PROBLEM STATEMENT: Lines before the one containing "Where can the jersey" are excluded; retype that line and all remaining lines of the material exactly.

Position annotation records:
☆ ☆ ☆ ☆

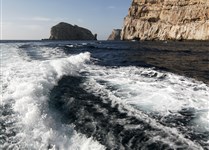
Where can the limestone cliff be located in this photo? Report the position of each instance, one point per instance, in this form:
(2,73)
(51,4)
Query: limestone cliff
(65,31)
(167,20)
(115,35)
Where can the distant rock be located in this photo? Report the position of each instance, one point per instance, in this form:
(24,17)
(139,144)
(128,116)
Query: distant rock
(115,35)
(65,31)
(167,20)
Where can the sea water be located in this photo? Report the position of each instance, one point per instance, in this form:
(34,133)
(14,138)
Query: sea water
(84,95)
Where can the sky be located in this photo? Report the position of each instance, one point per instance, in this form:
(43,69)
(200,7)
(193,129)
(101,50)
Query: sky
(33,19)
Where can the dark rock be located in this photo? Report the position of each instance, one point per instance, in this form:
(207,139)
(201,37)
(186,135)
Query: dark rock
(65,31)
(115,35)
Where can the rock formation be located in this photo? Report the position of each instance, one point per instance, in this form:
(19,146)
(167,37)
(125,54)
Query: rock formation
(65,31)
(167,20)
(115,35)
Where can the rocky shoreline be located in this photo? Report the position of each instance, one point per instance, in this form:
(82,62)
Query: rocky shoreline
(188,58)
(167,20)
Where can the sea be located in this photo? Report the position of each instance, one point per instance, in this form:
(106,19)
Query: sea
(104,95)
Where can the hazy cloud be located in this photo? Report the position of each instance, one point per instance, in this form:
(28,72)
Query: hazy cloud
(111,7)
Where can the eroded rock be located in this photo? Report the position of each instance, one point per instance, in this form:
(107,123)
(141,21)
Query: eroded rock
(65,31)
(167,20)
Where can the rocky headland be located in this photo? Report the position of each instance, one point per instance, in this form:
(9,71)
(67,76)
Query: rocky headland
(65,31)
(167,20)
(115,35)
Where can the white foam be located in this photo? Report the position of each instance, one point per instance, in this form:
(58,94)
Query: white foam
(152,91)
(26,86)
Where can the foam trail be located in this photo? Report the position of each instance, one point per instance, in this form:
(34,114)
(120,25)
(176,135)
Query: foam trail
(26,122)
(175,101)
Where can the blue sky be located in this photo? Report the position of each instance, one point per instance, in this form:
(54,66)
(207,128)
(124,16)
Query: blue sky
(32,19)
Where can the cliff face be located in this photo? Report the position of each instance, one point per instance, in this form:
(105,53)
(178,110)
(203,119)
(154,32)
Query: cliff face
(65,31)
(115,35)
(167,20)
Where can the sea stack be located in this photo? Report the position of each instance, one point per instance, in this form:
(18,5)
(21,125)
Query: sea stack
(65,31)
(115,35)
(167,20)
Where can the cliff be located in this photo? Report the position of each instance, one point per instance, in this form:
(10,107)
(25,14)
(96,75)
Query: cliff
(167,20)
(65,31)
(115,35)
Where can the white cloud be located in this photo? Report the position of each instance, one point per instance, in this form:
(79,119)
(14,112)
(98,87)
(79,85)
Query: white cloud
(37,18)
(41,19)
(111,7)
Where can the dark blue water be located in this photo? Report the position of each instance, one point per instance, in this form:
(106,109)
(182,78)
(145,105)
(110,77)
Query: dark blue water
(127,95)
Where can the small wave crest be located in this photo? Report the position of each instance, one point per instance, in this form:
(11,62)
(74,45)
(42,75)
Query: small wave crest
(26,122)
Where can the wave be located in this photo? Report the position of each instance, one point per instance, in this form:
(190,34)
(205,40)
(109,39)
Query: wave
(25,120)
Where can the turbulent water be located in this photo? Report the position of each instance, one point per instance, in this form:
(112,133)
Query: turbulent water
(93,96)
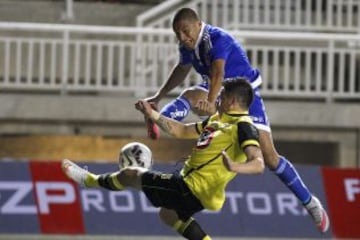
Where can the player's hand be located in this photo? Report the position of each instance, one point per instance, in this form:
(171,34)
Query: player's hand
(144,107)
(229,164)
(206,107)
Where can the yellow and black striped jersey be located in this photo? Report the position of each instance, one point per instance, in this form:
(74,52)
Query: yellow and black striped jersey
(204,171)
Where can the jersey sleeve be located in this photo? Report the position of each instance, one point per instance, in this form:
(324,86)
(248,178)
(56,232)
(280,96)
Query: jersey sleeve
(222,46)
(199,126)
(247,135)
(184,56)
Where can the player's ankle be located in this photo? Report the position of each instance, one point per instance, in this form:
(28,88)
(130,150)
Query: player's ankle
(92,180)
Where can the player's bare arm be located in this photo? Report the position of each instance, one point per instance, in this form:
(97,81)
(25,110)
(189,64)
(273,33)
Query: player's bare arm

☆ ☆ ☆ ☆

FULL RESPONSE:
Where can the jersey sleeve be located in this photo? Report the position of each instance, one point per instance, in this form:
(324,86)
(248,178)
(56,232)
(280,96)
Query: jersey sleeve
(222,46)
(199,126)
(247,135)
(184,56)
Where can the player's ankle be located in this photo? Report the position of each instance, one point per instance, in this form:
(28,88)
(130,150)
Query: player's ankle
(92,180)
Where can the player's bare arm be located in this photo? Report the position of each instance, one point per instance, in this form:
(97,81)
(25,110)
(189,64)
(273,33)
Query: player's bare arm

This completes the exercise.